Segment Open
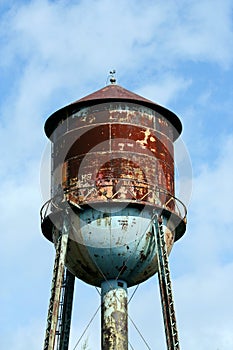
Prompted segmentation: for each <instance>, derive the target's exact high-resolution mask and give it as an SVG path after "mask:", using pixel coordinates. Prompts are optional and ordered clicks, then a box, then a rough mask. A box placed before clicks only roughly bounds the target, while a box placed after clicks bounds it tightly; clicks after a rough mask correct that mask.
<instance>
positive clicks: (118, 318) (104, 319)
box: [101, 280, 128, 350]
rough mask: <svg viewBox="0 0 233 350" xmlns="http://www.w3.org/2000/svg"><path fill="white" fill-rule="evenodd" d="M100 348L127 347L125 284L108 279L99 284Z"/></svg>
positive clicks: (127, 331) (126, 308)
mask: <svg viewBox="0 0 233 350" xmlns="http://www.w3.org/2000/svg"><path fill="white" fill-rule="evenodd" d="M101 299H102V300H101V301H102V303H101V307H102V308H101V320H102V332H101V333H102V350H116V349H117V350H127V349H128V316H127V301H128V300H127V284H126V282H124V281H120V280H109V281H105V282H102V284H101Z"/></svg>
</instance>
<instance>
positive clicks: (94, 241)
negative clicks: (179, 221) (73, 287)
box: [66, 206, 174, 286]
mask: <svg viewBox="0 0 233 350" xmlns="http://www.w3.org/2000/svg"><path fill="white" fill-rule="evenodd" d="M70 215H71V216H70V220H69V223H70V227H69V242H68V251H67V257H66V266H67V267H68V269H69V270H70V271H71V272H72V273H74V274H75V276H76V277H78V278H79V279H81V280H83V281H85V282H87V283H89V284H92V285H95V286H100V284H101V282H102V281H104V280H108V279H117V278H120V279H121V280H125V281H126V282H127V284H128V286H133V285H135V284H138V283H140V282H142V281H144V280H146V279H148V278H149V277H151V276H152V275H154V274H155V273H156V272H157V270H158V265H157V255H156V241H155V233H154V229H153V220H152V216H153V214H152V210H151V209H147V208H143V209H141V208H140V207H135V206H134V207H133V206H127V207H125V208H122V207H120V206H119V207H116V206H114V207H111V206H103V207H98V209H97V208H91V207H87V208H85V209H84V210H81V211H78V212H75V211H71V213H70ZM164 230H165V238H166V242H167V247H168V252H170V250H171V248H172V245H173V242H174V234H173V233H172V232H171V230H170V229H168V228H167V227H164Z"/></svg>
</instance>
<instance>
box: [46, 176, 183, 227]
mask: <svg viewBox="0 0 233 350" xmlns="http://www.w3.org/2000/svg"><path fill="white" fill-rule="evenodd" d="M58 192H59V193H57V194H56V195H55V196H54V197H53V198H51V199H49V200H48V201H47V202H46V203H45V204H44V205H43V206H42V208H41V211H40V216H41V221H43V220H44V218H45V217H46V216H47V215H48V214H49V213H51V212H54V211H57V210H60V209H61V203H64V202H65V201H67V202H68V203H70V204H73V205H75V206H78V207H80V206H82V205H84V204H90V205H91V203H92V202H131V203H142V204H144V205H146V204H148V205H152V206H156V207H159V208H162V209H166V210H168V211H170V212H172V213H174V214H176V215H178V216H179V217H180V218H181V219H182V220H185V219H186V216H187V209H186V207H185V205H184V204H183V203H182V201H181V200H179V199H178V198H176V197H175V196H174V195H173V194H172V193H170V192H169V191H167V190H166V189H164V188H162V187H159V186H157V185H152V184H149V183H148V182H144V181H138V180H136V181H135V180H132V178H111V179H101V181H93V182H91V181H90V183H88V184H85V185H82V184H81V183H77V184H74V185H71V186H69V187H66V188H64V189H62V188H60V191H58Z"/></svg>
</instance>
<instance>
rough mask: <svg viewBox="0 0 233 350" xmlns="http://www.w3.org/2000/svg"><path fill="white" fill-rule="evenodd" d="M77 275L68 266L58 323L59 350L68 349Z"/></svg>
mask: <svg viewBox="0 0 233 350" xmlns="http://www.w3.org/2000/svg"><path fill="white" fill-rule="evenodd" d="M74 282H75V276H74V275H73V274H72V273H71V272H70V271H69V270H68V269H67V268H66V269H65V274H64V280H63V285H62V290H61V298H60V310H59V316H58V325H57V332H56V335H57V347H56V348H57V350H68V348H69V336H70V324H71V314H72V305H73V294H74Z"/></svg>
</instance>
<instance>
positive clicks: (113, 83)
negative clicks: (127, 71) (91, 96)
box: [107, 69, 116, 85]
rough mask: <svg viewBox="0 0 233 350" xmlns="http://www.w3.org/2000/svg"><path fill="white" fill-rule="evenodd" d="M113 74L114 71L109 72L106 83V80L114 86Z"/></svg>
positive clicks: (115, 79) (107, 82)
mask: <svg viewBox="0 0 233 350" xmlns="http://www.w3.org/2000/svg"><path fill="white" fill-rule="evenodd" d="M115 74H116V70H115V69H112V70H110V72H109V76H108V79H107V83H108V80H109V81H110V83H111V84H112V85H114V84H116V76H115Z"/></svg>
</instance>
Segment Closed
» **Required action**
On how many lines of the data does the word "negative" appear? Only the number is wanted.

» **Response to the task**
2